**Request 1**
Locate every line in the listing below that contains the string "player" and copy those lines out.
***** Page *****
The Personal Data Protection Law (PDPL) is the first of its kind to be passed in the Kingdom of Saudi Arabia (KSA). The data protection rules were published in the government’s Official Gazette on September 24, 2021, and comes into effect on March 17, 2023. It regulates how businesses collect, process, and store personal data about individuals residing in the country.
Effective from: 17 March 2023
Official text: PDPL (in Arabic)
What is Saudi Arabia’s Personal Data Protection Law (PDPL)?
The Personal Data Protection Law (PDPL) is the first data protection law in Saudi Arabia. The law aims to protect the rights of individuals (data subjects or users) concerning their personal data, while also ensuring compliance with the principles of effective and responsible data protection.
The PDPL will govern any kind of processing of personal data including collecting, using, storing, sharing, transferring, or updating of personal data of Saudi Arabia residents.
The overall objective of PDPL is to ensure that all entities process personal data per the principles set out in PDPL. This includes ensuring that there is a legal basis for processing personal data, as well as ensuring that personal data is processed fairly, lawfully, transparently, and securely. In addition, safeguards should be put in place to protect personal data from loss, damage, or destruction.
*****
**Request 2**
According to the page on Saudi Arabia's data protection law, on what date were the rules published in the government's Official Gazette?
***** Records for this exercise *****
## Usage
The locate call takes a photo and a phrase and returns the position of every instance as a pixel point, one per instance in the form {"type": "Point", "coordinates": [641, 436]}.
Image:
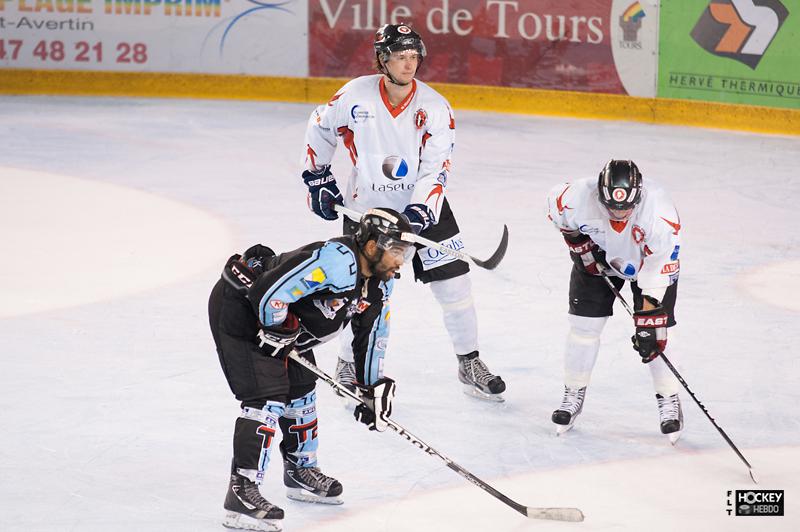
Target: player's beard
{"type": "Point", "coordinates": [384, 273]}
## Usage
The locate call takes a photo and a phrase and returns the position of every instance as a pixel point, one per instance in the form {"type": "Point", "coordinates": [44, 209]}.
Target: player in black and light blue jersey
{"type": "Point", "coordinates": [266, 305]}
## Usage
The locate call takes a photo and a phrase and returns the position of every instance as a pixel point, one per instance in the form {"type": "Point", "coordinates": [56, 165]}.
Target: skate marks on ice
{"type": "Point", "coordinates": [108, 240]}
{"type": "Point", "coordinates": [685, 491]}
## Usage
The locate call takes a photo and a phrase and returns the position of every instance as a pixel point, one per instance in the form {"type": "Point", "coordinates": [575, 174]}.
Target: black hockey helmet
{"type": "Point", "coordinates": [620, 185]}
{"type": "Point", "coordinates": [388, 228]}
{"type": "Point", "coordinates": [395, 38]}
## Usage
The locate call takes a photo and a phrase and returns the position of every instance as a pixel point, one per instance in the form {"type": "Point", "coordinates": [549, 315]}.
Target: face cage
{"type": "Point", "coordinates": [396, 248]}
{"type": "Point", "coordinates": [418, 46]}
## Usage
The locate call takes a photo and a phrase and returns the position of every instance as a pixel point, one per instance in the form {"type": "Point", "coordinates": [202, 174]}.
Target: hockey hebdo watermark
{"type": "Point", "coordinates": [755, 503]}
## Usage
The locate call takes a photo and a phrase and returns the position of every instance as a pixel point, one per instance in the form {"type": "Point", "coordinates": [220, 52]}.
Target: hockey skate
{"type": "Point", "coordinates": [247, 509]}
{"type": "Point", "coordinates": [571, 407]}
{"type": "Point", "coordinates": [309, 484]}
{"type": "Point", "coordinates": [478, 381]}
{"type": "Point", "coordinates": [670, 416]}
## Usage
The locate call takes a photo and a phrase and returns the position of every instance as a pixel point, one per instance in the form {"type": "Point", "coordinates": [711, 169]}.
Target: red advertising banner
{"type": "Point", "coordinates": [543, 44]}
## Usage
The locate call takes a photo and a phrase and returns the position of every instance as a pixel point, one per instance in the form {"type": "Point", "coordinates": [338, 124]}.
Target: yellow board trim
{"type": "Point", "coordinates": [480, 98]}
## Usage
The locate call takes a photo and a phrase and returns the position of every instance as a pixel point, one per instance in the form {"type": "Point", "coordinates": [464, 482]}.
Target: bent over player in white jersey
{"type": "Point", "coordinates": [399, 134]}
{"type": "Point", "coordinates": [631, 230]}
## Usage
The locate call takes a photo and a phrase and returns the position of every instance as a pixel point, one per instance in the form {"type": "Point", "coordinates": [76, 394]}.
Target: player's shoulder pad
{"type": "Point", "coordinates": [340, 265]}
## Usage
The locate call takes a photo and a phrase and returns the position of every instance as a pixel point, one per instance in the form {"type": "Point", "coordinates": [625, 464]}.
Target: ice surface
{"type": "Point", "coordinates": [117, 215]}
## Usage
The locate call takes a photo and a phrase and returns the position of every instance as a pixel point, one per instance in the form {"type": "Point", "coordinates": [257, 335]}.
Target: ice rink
{"type": "Point", "coordinates": [117, 215]}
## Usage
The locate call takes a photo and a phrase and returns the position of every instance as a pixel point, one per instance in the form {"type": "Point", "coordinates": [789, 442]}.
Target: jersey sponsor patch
{"type": "Point", "coordinates": [329, 307]}
{"type": "Point", "coordinates": [671, 267]}
{"type": "Point", "coordinates": [420, 118]}
{"type": "Point", "coordinates": [359, 114]}
{"type": "Point", "coordinates": [394, 168]}
{"type": "Point", "coordinates": [638, 234]}
{"type": "Point", "coordinates": [315, 278]}
{"type": "Point", "coordinates": [433, 258]}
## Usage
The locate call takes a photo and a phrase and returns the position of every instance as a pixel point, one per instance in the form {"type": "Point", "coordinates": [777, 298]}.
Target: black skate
{"type": "Point", "coordinates": [571, 406]}
{"type": "Point", "coordinates": [671, 416]}
{"type": "Point", "coordinates": [247, 509]}
{"type": "Point", "coordinates": [478, 380]}
{"type": "Point", "coordinates": [309, 484]}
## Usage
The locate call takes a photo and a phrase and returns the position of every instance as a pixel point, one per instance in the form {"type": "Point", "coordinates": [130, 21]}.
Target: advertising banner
{"type": "Point", "coordinates": [201, 36]}
{"type": "Point", "coordinates": [734, 51]}
{"type": "Point", "coordinates": [543, 44]}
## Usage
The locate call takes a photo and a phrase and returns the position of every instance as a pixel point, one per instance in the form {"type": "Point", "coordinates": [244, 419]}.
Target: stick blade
{"type": "Point", "coordinates": [492, 262]}
{"type": "Point", "coordinates": [555, 514]}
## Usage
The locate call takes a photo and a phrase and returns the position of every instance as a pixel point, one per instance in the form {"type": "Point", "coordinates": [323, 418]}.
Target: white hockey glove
{"type": "Point", "coordinates": [377, 400]}
{"type": "Point", "coordinates": [587, 256]}
{"type": "Point", "coordinates": [650, 338]}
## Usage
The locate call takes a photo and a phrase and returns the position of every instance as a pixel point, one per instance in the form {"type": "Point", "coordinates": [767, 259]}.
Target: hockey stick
{"type": "Point", "coordinates": [554, 514]}
{"type": "Point", "coordinates": [489, 264]}
{"type": "Point", "coordinates": [683, 382]}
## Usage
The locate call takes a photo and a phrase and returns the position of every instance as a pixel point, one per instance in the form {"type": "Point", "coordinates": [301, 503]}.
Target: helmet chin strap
{"type": "Point", "coordinates": [385, 72]}
{"type": "Point", "coordinates": [373, 262]}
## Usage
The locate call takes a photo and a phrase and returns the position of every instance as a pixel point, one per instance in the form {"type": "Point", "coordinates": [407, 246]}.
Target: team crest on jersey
{"type": "Point", "coordinates": [638, 234]}
{"type": "Point", "coordinates": [315, 278]}
{"type": "Point", "coordinates": [394, 168]}
{"type": "Point", "coordinates": [420, 118]}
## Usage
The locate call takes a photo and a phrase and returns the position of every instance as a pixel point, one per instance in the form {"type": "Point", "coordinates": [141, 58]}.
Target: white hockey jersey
{"type": "Point", "coordinates": [644, 248]}
{"type": "Point", "coordinates": [400, 155]}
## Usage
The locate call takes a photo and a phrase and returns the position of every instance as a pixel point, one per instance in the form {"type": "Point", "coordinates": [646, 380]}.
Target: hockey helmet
{"type": "Point", "coordinates": [395, 38]}
{"type": "Point", "coordinates": [619, 185]}
{"type": "Point", "coordinates": [388, 228]}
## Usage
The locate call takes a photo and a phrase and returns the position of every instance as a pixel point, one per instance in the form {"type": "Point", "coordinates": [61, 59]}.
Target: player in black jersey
{"type": "Point", "coordinates": [266, 305]}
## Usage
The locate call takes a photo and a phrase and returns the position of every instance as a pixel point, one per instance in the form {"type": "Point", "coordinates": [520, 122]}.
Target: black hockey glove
{"type": "Point", "coordinates": [587, 256]}
{"type": "Point", "coordinates": [650, 338]}
{"type": "Point", "coordinates": [377, 400]}
{"type": "Point", "coordinates": [278, 340]}
{"type": "Point", "coordinates": [419, 216]}
{"type": "Point", "coordinates": [322, 192]}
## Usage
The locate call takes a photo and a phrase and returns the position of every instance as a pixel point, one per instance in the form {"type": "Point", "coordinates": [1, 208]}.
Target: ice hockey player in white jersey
{"type": "Point", "coordinates": [399, 134]}
{"type": "Point", "coordinates": [631, 230]}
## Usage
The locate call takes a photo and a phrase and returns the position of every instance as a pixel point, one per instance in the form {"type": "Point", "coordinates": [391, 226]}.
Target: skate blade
{"type": "Point", "coordinates": [674, 436]}
{"type": "Point", "coordinates": [480, 394]}
{"type": "Point", "coordinates": [347, 402]}
{"type": "Point", "coordinates": [245, 522]}
{"type": "Point", "coordinates": [299, 494]}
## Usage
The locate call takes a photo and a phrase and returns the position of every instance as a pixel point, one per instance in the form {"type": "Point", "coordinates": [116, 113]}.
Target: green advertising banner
{"type": "Point", "coordinates": [732, 51]}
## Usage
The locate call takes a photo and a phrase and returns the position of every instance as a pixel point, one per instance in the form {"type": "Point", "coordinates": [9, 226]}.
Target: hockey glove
{"type": "Point", "coordinates": [587, 256]}
{"type": "Point", "coordinates": [377, 406]}
{"type": "Point", "coordinates": [322, 192]}
{"type": "Point", "coordinates": [650, 338]}
{"type": "Point", "coordinates": [278, 340]}
{"type": "Point", "coordinates": [419, 216]}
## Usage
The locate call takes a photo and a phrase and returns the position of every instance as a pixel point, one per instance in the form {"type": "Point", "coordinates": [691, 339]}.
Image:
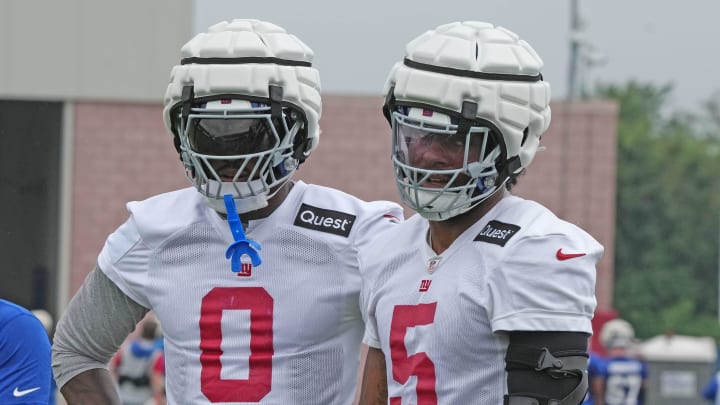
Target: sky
{"type": "Point", "coordinates": [356, 43]}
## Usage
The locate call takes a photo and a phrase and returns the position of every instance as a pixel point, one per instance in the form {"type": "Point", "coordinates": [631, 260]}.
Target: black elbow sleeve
{"type": "Point", "coordinates": [546, 368]}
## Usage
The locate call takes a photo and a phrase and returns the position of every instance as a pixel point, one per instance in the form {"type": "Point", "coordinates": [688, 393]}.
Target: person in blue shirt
{"type": "Point", "coordinates": [25, 371]}
{"type": "Point", "coordinates": [710, 392]}
{"type": "Point", "coordinates": [595, 365]}
{"type": "Point", "coordinates": [622, 378]}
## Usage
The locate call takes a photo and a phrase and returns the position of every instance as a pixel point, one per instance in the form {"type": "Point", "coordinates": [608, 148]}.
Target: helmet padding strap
{"type": "Point", "coordinates": [467, 117]}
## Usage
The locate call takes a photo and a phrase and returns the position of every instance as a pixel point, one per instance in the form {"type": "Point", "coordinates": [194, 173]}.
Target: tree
{"type": "Point", "coordinates": [668, 212]}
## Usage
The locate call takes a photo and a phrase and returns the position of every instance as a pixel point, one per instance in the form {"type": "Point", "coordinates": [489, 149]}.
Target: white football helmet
{"type": "Point", "coordinates": [478, 86]}
{"type": "Point", "coordinates": [617, 333]}
{"type": "Point", "coordinates": [243, 106]}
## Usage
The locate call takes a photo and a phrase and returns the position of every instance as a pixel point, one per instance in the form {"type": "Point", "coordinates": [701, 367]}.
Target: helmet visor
{"type": "Point", "coordinates": [231, 136]}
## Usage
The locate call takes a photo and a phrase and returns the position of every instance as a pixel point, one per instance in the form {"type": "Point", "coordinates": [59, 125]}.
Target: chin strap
{"type": "Point", "coordinates": [242, 246]}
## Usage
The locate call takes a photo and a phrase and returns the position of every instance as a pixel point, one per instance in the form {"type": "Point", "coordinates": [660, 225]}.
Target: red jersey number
{"type": "Point", "coordinates": [259, 381]}
{"type": "Point", "coordinates": [418, 364]}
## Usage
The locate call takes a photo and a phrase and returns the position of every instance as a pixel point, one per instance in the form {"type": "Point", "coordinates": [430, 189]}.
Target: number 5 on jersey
{"type": "Point", "coordinates": [418, 364]}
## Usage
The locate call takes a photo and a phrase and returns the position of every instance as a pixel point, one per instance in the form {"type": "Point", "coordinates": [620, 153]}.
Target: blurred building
{"type": "Point", "coordinates": [81, 133]}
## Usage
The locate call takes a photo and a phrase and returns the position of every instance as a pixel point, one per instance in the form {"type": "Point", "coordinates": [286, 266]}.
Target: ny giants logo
{"type": "Point", "coordinates": [245, 270]}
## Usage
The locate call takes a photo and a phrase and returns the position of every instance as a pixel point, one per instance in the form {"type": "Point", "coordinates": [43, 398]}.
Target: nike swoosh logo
{"type": "Point", "coordinates": [565, 256]}
{"type": "Point", "coordinates": [18, 393]}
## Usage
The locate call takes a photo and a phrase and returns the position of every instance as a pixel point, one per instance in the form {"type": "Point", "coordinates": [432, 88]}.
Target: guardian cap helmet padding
{"type": "Point", "coordinates": [488, 82]}
{"type": "Point", "coordinates": [244, 103]}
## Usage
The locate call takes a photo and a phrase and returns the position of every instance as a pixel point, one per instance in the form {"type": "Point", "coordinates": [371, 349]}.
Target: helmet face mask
{"type": "Point", "coordinates": [440, 172]}
{"type": "Point", "coordinates": [234, 146]}
{"type": "Point", "coordinates": [243, 106]}
{"type": "Point", "coordinates": [488, 81]}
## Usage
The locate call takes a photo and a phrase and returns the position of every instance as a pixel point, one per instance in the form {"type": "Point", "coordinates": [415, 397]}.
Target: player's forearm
{"type": "Point", "coordinates": [91, 387]}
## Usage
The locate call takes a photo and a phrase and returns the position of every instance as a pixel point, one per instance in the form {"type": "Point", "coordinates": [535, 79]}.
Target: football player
{"type": "Point", "coordinates": [622, 378]}
{"type": "Point", "coordinates": [25, 373]}
{"type": "Point", "coordinates": [482, 297]}
{"type": "Point", "coordinates": [253, 277]}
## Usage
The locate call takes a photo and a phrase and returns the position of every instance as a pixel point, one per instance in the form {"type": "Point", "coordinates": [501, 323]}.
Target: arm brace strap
{"type": "Point", "coordinates": [568, 364]}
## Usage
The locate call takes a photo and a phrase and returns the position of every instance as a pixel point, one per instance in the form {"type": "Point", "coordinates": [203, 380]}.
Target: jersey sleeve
{"type": "Point", "coordinates": [370, 337]}
{"type": "Point", "coordinates": [385, 216]}
{"type": "Point", "coordinates": [25, 372]}
{"type": "Point", "coordinates": [379, 217]}
{"type": "Point", "coordinates": [545, 283]}
{"type": "Point", "coordinates": [125, 260]}
{"type": "Point", "coordinates": [92, 328]}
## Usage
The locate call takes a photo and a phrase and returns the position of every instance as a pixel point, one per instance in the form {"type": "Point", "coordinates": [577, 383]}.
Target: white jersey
{"type": "Point", "coordinates": [439, 319]}
{"type": "Point", "coordinates": [285, 332]}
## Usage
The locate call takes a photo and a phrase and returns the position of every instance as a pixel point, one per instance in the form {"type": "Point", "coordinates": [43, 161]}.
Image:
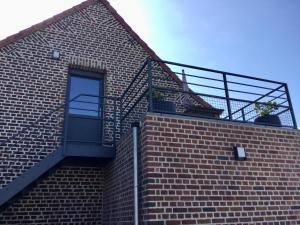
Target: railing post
{"type": "Point", "coordinates": [290, 106]}
{"type": "Point", "coordinates": [115, 121]}
{"type": "Point", "coordinates": [149, 73]}
{"type": "Point", "coordinates": [66, 126]}
{"type": "Point", "coordinates": [121, 119]}
{"type": "Point", "coordinates": [227, 96]}
{"type": "Point", "coordinates": [243, 115]}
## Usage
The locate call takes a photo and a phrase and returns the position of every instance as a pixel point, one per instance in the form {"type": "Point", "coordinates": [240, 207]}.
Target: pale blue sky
{"type": "Point", "coordinates": [254, 37]}
{"type": "Point", "coordinates": [259, 37]}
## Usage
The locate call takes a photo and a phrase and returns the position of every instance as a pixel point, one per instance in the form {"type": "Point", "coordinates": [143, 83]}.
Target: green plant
{"type": "Point", "coordinates": [158, 95]}
{"type": "Point", "coordinates": [264, 109]}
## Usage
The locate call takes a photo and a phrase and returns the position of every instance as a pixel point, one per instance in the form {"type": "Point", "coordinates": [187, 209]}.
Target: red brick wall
{"type": "Point", "coordinates": [71, 195]}
{"type": "Point", "coordinates": [190, 175]}
{"type": "Point", "coordinates": [118, 185]}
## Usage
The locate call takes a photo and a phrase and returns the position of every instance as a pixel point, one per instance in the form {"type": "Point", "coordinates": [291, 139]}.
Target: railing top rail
{"type": "Point", "coordinates": [218, 71]}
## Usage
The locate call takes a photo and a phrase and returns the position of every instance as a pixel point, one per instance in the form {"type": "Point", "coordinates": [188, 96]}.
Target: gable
{"type": "Point", "coordinates": [74, 23]}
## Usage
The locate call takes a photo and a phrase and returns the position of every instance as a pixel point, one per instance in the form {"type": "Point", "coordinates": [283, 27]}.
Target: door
{"type": "Point", "coordinates": [84, 122]}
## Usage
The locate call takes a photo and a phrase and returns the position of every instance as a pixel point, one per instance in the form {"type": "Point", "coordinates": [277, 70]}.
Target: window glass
{"type": "Point", "coordinates": [84, 96]}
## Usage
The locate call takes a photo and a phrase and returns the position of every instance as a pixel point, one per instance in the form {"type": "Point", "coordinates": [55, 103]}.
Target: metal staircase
{"type": "Point", "coordinates": [29, 154]}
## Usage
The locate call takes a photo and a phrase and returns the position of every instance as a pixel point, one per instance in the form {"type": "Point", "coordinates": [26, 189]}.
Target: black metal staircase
{"type": "Point", "coordinates": [42, 145]}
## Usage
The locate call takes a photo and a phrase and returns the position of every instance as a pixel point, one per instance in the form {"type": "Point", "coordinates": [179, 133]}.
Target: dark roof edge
{"type": "Point", "coordinates": [149, 50]}
{"type": "Point", "coordinates": [45, 23]}
{"type": "Point", "coordinates": [83, 5]}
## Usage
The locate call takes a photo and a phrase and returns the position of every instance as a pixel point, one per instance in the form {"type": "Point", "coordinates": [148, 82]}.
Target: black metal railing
{"type": "Point", "coordinates": [175, 88]}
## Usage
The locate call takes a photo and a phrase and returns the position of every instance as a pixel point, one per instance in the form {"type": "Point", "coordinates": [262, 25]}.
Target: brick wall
{"type": "Point", "coordinates": [190, 175]}
{"type": "Point", "coordinates": [118, 185]}
{"type": "Point", "coordinates": [32, 83]}
{"type": "Point", "coordinates": [70, 195]}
*****
**Task output 1**
Target: player's beard
Target: player in black and light blue jersey
Target: bent over player in white jersey
Target: player's shoulder pad
Target: player in black jersey
Target: ice hockey player in white jersey
Target: player's forearm
Target: football player

**Task output 2**
September 24, 2021